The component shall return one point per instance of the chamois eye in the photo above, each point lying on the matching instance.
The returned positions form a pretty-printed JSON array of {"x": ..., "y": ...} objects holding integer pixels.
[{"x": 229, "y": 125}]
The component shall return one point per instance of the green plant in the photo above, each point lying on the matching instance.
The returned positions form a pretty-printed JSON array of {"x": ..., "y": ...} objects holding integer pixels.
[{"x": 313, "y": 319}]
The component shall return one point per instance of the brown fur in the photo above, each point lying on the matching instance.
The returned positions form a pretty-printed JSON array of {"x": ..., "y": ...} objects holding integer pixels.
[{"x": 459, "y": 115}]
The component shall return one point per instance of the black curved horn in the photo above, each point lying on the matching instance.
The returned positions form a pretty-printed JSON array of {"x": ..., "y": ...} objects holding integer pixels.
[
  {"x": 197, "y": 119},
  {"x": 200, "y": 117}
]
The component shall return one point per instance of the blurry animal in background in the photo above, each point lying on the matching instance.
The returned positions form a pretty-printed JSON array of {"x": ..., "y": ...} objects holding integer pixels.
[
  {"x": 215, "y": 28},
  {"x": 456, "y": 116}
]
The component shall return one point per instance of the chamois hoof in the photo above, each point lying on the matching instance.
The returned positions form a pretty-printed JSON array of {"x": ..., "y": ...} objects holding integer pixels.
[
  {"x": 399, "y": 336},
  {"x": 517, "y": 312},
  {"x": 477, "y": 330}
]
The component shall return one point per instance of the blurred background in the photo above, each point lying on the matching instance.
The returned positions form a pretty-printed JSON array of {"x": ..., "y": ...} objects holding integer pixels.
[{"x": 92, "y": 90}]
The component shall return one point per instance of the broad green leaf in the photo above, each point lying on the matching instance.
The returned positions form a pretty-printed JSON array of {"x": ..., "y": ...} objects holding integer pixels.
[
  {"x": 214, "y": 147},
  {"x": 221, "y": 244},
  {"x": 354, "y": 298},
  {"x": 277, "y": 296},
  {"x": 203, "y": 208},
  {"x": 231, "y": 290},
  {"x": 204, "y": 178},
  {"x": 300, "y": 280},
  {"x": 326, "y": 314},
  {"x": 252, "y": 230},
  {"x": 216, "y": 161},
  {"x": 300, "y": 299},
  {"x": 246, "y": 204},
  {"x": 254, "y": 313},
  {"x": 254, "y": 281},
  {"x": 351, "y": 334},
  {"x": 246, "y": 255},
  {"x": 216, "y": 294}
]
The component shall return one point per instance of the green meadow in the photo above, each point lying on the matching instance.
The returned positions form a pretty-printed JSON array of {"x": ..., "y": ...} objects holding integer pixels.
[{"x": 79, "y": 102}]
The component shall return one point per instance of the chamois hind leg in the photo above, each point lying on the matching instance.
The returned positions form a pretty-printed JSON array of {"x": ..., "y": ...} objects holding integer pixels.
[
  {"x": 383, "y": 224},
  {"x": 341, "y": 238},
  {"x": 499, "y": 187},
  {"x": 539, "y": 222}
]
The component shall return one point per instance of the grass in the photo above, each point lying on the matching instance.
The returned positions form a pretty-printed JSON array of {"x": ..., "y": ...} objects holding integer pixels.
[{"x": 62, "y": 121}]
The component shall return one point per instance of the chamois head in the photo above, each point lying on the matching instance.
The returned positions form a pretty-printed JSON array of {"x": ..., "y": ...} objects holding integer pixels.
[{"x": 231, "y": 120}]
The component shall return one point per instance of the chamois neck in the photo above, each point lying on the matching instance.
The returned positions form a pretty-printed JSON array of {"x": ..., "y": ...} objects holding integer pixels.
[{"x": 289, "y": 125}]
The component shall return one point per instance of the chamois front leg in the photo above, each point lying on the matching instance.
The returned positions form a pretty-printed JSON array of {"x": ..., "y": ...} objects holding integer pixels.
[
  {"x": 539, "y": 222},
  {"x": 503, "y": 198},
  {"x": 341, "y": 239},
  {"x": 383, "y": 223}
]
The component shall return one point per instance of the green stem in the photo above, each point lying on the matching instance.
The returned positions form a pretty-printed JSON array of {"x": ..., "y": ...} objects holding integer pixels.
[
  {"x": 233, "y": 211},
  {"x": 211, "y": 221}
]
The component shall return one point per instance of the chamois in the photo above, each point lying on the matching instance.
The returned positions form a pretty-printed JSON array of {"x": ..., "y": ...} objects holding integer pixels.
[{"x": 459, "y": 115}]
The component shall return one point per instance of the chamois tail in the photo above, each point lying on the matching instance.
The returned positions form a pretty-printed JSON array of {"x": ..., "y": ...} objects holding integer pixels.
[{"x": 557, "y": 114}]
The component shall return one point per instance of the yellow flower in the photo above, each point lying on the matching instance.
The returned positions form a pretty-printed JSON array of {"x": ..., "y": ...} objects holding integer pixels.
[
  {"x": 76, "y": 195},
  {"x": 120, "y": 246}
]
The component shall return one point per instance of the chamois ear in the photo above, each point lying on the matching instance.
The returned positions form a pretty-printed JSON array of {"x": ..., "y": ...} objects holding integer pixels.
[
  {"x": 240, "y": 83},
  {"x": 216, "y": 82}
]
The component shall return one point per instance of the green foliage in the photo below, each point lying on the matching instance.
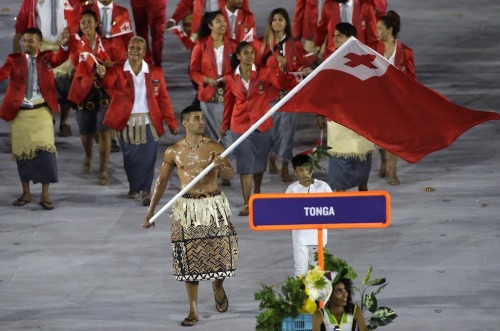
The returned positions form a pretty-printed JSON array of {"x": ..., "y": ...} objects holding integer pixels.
[
  {"x": 380, "y": 316},
  {"x": 276, "y": 306}
]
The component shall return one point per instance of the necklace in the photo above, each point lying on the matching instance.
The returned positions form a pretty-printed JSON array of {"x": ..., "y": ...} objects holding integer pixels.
[{"x": 194, "y": 147}]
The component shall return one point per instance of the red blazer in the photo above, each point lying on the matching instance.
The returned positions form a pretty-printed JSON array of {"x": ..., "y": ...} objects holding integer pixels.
[
  {"x": 122, "y": 101},
  {"x": 26, "y": 18},
  {"x": 197, "y": 7},
  {"x": 294, "y": 54},
  {"x": 84, "y": 75},
  {"x": 305, "y": 19},
  {"x": 203, "y": 63},
  {"x": 16, "y": 68},
  {"x": 245, "y": 21},
  {"x": 243, "y": 108},
  {"x": 404, "y": 58},
  {"x": 363, "y": 18},
  {"x": 116, "y": 47}
]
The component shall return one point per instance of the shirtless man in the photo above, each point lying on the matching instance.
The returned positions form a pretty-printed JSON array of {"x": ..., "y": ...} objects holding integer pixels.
[{"x": 202, "y": 233}]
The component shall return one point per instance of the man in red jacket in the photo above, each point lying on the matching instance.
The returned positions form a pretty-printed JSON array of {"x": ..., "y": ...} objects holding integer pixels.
[
  {"x": 150, "y": 17},
  {"x": 139, "y": 106},
  {"x": 51, "y": 21},
  {"x": 27, "y": 104},
  {"x": 356, "y": 12},
  {"x": 198, "y": 8}
]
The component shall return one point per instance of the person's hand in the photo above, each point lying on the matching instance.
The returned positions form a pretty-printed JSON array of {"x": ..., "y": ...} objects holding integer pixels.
[
  {"x": 218, "y": 161},
  {"x": 320, "y": 123},
  {"x": 281, "y": 62},
  {"x": 108, "y": 63},
  {"x": 65, "y": 37},
  {"x": 169, "y": 25},
  {"x": 210, "y": 81},
  {"x": 146, "y": 224},
  {"x": 100, "y": 70}
]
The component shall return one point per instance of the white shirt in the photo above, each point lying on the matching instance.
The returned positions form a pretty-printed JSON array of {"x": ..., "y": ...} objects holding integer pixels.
[
  {"x": 219, "y": 58},
  {"x": 36, "y": 87},
  {"x": 110, "y": 16},
  {"x": 43, "y": 19},
  {"x": 308, "y": 237},
  {"x": 229, "y": 14},
  {"x": 140, "y": 95},
  {"x": 237, "y": 72},
  {"x": 392, "y": 57},
  {"x": 350, "y": 7}
]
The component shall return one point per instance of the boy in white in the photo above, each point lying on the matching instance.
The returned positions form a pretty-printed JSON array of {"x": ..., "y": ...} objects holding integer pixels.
[{"x": 305, "y": 242}]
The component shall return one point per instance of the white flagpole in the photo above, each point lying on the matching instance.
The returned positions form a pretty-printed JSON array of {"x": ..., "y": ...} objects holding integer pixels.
[{"x": 238, "y": 141}]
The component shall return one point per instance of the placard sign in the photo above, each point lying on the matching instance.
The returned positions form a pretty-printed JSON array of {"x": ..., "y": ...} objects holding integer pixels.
[{"x": 337, "y": 210}]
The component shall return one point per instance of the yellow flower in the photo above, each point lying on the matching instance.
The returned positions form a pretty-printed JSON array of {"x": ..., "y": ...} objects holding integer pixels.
[
  {"x": 309, "y": 307},
  {"x": 315, "y": 277}
]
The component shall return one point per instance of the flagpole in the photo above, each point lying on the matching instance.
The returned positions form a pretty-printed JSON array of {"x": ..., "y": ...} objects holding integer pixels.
[{"x": 238, "y": 141}]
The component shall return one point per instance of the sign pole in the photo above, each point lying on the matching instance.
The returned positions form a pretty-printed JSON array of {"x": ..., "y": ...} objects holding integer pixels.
[{"x": 321, "y": 258}]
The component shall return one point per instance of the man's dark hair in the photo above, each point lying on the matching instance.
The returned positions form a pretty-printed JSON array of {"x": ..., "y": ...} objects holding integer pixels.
[
  {"x": 206, "y": 20},
  {"x": 36, "y": 32},
  {"x": 187, "y": 111},
  {"x": 92, "y": 13},
  {"x": 347, "y": 29},
  {"x": 300, "y": 160}
]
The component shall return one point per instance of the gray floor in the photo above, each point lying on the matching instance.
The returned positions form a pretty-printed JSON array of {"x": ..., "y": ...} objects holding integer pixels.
[{"x": 88, "y": 264}]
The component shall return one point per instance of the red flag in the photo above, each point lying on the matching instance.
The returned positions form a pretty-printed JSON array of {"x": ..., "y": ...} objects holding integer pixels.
[{"x": 358, "y": 88}]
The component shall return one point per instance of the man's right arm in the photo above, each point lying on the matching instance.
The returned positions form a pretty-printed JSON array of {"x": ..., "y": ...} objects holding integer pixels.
[{"x": 160, "y": 184}]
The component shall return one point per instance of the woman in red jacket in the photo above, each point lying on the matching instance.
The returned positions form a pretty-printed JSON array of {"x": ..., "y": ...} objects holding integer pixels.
[
  {"x": 86, "y": 50},
  {"x": 210, "y": 61},
  {"x": 280, "y": 51},
  {"x": 402, "y": 57},
  {"x": 247, "y": 98}
]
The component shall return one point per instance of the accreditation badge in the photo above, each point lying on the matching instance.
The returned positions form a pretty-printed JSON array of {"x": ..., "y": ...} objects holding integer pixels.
[{"x": 156, "y": 87}]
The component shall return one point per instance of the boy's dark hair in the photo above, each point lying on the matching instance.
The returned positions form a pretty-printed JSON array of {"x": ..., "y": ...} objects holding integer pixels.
[
  {"x": 207, "y": 18},
  {"x": 188, "y": 110},
  {"x": 36, "y": 32},
  {"x": 300, "y": 159},
  {"x": 234, "y": 58}
]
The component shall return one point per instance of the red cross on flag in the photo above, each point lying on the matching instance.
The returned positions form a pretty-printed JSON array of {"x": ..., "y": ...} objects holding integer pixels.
[{"x": 360, "y": 89}]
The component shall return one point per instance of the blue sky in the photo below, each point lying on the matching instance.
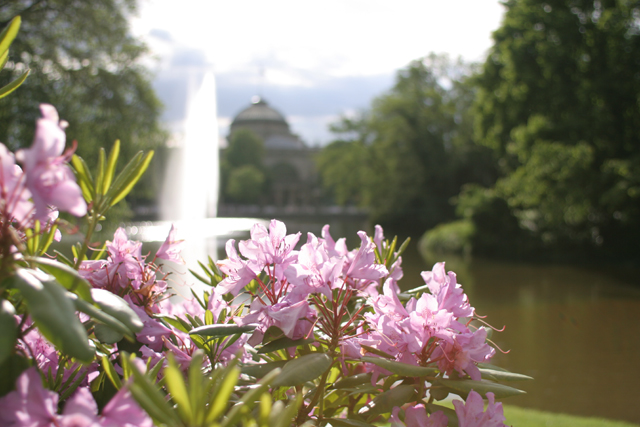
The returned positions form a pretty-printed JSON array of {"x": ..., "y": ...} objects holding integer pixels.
[{"x": 312, "y": 60}]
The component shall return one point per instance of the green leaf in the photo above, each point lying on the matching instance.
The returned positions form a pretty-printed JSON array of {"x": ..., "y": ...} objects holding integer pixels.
[
  {"x": 302, "y": 369},
  {"x": 249, "y": 399},
  {"x": 175, "y": 322},
  {"x": 9, "y": 34},
  {"x": 178, "y": 390},
  {"x": 9, "y": 330},
  {"x": 111, "y": 373},
  {"x": 218, "y": 331},
  {"x": 347, "y": 422},
  {"x": 7, "y": 89},
  {"x": 53, "y": 312},
  {"x": 111, "y": 166},
  {"x": 67, "y": 277},
  {"x": 100, "y": 190},
  {"x": 85, "y": 180},
  {"x": 463, "y": 387},
  {"x": 503, "y": 375},
  {"x": 117, "y": 307},
  {"x": 385, "y": 402},
  {"x": 284, "y": 342},
  {"x": 149, "y": 396},
  {"x": 221, "y": 400},
  {"x": 129, "y": 176},
  {"x": 448, "y": 412},
  {"x": 102, "y": 317},
  {"x": 262, "y": 369},
  {"x": 399, "y": 368},
  {"x": 353, "y": 381}
]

▬▬▬▬▬▬▬▬▬▬

| Your objective |
Only the lines above starting with the one with "of the necklace" and going through the one with "the red blazer" are to be copied, word for word and with both ends kept.

| Result of the exercise |
The component shall return one point per instance of the necklace in the photo above, each point lying on the matching instance.
The returned positions form a pretty-printed JSON array of {"x": ..., "y": ...} objects holding integer pixels.
[{"x": 194, "y": 147}]
The component shall return one point per instance of the red blazer in the photo above, each point lying on the matching instance.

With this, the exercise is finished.